WHAT IS BEING ASKED:
Each line below should be reproduced without any alteration.

RECORDS SHOWN:

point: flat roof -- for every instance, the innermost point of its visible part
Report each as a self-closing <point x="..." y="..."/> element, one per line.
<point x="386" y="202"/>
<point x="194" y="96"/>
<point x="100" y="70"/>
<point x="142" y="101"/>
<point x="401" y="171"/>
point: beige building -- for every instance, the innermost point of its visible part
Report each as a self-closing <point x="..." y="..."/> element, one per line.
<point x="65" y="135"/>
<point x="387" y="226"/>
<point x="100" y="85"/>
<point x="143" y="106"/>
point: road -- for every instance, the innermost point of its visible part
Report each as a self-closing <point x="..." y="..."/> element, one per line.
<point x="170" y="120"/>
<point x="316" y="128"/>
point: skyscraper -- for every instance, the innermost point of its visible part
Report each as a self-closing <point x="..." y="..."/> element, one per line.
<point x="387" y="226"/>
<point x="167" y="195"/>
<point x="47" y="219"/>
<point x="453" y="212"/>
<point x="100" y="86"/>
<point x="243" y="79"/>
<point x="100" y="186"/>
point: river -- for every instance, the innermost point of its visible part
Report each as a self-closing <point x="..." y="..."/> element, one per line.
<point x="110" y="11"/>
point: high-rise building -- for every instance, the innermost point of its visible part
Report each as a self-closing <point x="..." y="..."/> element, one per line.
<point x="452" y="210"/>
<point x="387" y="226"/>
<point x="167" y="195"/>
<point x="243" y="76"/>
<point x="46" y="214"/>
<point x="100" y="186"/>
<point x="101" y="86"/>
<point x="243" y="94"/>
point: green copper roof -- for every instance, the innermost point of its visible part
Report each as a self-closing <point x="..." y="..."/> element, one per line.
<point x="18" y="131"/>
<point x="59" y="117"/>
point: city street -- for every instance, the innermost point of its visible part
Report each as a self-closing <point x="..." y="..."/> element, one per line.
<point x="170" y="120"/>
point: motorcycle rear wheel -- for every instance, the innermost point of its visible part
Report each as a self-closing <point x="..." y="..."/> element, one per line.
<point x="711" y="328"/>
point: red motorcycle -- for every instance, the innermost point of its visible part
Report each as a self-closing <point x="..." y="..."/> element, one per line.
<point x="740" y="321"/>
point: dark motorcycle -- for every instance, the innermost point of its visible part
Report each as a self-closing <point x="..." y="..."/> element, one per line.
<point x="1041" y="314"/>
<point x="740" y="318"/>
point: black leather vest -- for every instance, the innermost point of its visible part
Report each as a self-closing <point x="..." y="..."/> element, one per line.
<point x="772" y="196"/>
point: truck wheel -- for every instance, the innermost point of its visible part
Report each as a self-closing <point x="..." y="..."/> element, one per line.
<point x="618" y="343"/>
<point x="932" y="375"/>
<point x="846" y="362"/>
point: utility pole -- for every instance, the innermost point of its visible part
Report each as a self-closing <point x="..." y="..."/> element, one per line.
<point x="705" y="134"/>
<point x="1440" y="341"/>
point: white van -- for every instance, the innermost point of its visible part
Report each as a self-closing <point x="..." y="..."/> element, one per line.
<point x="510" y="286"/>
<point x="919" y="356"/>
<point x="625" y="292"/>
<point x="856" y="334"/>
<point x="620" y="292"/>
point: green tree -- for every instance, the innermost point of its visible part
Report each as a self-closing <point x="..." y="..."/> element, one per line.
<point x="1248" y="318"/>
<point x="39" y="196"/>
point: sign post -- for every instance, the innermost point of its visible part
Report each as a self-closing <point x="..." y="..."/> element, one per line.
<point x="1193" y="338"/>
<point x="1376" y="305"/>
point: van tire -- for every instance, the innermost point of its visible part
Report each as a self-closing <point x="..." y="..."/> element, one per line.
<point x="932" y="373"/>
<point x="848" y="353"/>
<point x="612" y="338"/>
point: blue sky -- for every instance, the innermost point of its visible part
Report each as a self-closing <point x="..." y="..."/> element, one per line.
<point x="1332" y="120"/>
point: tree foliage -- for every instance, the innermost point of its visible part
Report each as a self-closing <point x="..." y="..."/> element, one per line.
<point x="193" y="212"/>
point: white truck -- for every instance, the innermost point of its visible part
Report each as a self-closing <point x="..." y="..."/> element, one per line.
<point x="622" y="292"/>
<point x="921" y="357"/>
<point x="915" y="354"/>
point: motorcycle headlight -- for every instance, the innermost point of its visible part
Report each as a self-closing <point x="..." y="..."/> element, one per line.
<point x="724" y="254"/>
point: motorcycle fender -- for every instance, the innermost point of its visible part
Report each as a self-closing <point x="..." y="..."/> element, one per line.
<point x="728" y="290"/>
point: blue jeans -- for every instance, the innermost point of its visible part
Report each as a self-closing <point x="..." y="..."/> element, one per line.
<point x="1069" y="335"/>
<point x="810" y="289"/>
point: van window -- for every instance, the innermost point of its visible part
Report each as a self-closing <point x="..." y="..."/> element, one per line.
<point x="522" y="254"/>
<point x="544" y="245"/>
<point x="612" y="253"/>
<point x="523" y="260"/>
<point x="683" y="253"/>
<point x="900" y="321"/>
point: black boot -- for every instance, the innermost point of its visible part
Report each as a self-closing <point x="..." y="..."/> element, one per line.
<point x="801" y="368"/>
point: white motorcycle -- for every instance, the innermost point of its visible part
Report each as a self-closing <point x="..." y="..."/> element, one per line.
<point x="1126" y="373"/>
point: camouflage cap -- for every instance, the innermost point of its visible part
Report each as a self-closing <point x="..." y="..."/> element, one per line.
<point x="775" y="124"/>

WORKED SOLUTION:
point: flat roof -- for every instance, the innermost point of its visible part
Report each as a self-closing <point x="..." y="..."/> element, one per line.
<point x="386" y="202"/>
<point x="194" y="96"/>
<point x="100" y="70"/>
<point x="142" y="101"/>
<point x="401" y="171"/>
point: beige building -- for every instance, the innermost point of its visible part
Report each as a self-closing <point x="..." y="..."/> element, one per line.
<point x="65" y="135"/>
<point x="387" y="226"/>
<point x="100" y="85"/>
<point x="143" y="106"/>
point: road -- for every instance, the innermost point of its visible part
Report each as a self-closing <point x="..." y="..."/> element, one per line.
<point x="170" y="120"/>
<point x="316" y="128"/>
point: skyscraper -- for every instance, the innermost point of its visible part
Report each as a self-closing <point x="..." y="..."/> element, one per line.
<point x="387" y="226"/>
<point x="167" y="195"/>
<point x="47" y="219"/>
<point x="453" y="212"/>
<point x="100" y="86"/>
<point x="243" y="79"/>
<point x="100" y="186"/>
point: river -- for every instance, the innermost point of its visible part
Report each as a self-closing <point x="..." y="..."/> element, one per line.
<point x="110" y="11"/>
point: high-rise building -- for every instance, the innermost point of its visible part
Report each as a self-closing <point x="..." y="..."/> element, one per line.
<point x="452" y="210"/>
<point x="387" y="226"/>
<point x="167" y="195"/>
<point x="243" y="76"/>
<point x="46" y="214"/>
<point x="100" y="186"/>
<point x="101" y="86"/>
<point x="243" y="94"/>
point: green copper roof -- for every instance, the innermost point of its visible part
Report each as a self-closing <point x="..." y="..."/> element, one per line.
<point x="18" y="131"/>
<point x="59" y="117"/>
point: city street -- for every instance, the innermost point of its visible part
Report each as a self-closing <point x="..." y="..."/> element, one per line.
<point x="170" y="120"/>
point: motorcycle rear wheel -- for every instance, the innermost point of its visible part
Report each as a self-closing <point x="..." y="..."/> element, one per line.
<point x="711" y="328"/>
point: red motorcycle -- for every instance, the innermost point of its visible part
Report each as a self-closing <point x="..." y="..."/> element, one per line.
<point x="740" y="321"/>
point: dark motorcycle -- for every instance, the innermost point of its visible part
Report each as a self-closing <point x="..." y="..."/> element, one per line.
<point x="1041" y="314"/>
<point x="740" y="318"/>
point: black leather vest -- for every instance, the innermost point of its visible part
Report each as a self-closing <point x="..." y="..."/> element, one per line.
<point x="772" y="196"/>
point: truck wheel -- for every instance, the innermost point of its visible part
Report each as a self-closing <point x="..." y="..."/> element, one per line.
<point x="618" y="343"/>
<point x="932" y="375"/>
<point x="846" y="362"/>
point: utility pole -- for every instance, the innermost point of its visible part
Report each as a self-closing <point x="..." y="..."/> element, one per line.
<point x="705" y="134"/>
<point x="1440" y="341"/>
point: white van -- for every instance, the innermost point of its visible part
Report each as a self-closing <point x="..." y="..."/> element, one per line.
<point x="510" y="286"/>
<point x="919" y="356"/>
<point x="625" y="292"/>
<point x="856" y="334"/>
<point x="620" y="292"/>
point: green tree -- for every instance, the innermost point of its visible part
Report each as a self-closing <point x="..." y="..."/> element, one per line.
<point x="1248" y="318"/>
<point x="39" y="196"/>
point: sign post -- for every instance, the innermost point of its visible part
Report each as a self-closing <point x="..." y="..."/> element, one per line.
<point x="1193" y="338"/>
<point x="1376" y="305"/>
point: van tire -- for every instance, the innermost point of its visible part
Report each as a self-closing <point x="..." y="..."/> element, one per line.
<point x="932" y="373"/>
<point x="848" y="353"/>
<point x="612" y="338"/>
point: blue sky -- for every instance, the innermost point of its visible part
Report each as a self-closing <point x="..." y="..."/> element, one per line.
<point x="1332" y="120"/>
point: tree foliage -- for every instance, the innermost point of its visible part
Report each as a self-closing <point x="..." y="..."/> element, one per line.
<point x="193" y="212"/>
point: white truck -- for every instance, the innermost point of its visible part
Report each as a self-closing <point x="..." y="..."/> element, one per line.
<point x="622" y="292"/>
<point x="921" y="357"/>
<point x="915" y="354"/>
point: motorcycle headlight -- for every instance, the innermost point of its visible part
Report each as a self-closing <point x="..." y="..."/> element, one per line.
<point x="724" y="254"/>
point: motorcycle fender -- for every instance, the innermost point of its visible part
Report each as a self-closing <point x="..." y="..."/> element, one per line.
<point x="728" y="290"/>
point: blue jeans -- for every instance, the innermost point of its visible part
Report each as a self-closing <point x="..." y="..."/> element, one per line.
<point x="1069" y="335"/>
<point x="810" y="289"/>
point: van window -- for every instance, the innermost point of its visible part
Report each as a self-closing <point x="..." y="..."/> element, one per line.
<point x="522" y="254"/>
<point x="544" y="245"/>
<point x="612" y="253"/>
<point x="523" y="260"/>
<point x="683" y="253"/>
<point x="900" y="321"/>
point: black boot -- for every instance, the innermost point of its visible part
Report each as a self-closing <point x="..." y="..."/> element, one per line.
<point x="801" y="368"/>
point: white motorcycle -- for every instance, the innermost point of its visible part
Report each as a self-closing <point x="..." y="..."/> element, one per line.
<point x="1126" y="373"/>
point: camouflage cap -- for every instance, the innermost point of its visible part
Report each as a self-closing <point x="..." y="..."/> element, one per line.
<point x="775" y="124"/>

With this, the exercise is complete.